=== DOCUMENT PASSAGE ===
Studio album by Scooter
- Released: 22 March 2024
- Recorded: 2022–23
- Studio: Sheffield Underground (Hamburg, Germany)
- Length: 42:27
- Label: Sheffield Tunes; Kontor; Virgin;
- Producer: Scooter; Merlin; Benzsoul; Mike Hawkins; Toby Green; Timmy Trumpet;

Scooter chronology
| God Save the Rave (2021) | Open Your Mind and Your Trousers (2024) |  |

Singles from Open Your Mind and Your Trousers
- "Waste Your Youth" Released: 13 January 2023; "Techno Is Back" Released: 14 April 2023; "Constellations" Released: 23 June 2023; "For Those About to Rave" Released: 21 July 2023; "Berliner Luft" Released: 15 September 2023; "Rave & Shout" Released: 1 December 2023; "I Keep Hearing Bingo" Released: 9 February 2024; "Let's Do It Again" Released: 1 March 2024; "Posse Reloaded" Released: 22 March 2024;

= Open Your Mind and Your Trousers =

Open Your Mind and Your Trousers is the 21st studio album by German band Scooter. It was released on 22 March 2024 through Sheffield Tunes, Kontor Records and Virgin Records. This is the first album to feature Marc Blou, who joined the group in 2022, replacing previous member Sebastian Schilde, and the first without Michael Simon, who was with the band from 2006 to 2022. This album also marks the return of Jay Frog, who was previously with the band from 2002 to 2006, then rejoined in 2022. It's his first album with the band since Who's Got the Last Laugh Now? in 2005.
===
In the passage on Scooter's album Open Your Mind and Your Trousers, which previous member did Marc Blou replace?
=== GIVEN MATERIAL ===
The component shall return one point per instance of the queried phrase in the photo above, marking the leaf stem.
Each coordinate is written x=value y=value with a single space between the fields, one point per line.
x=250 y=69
===
FINAL RESULT
Sebastian Schilde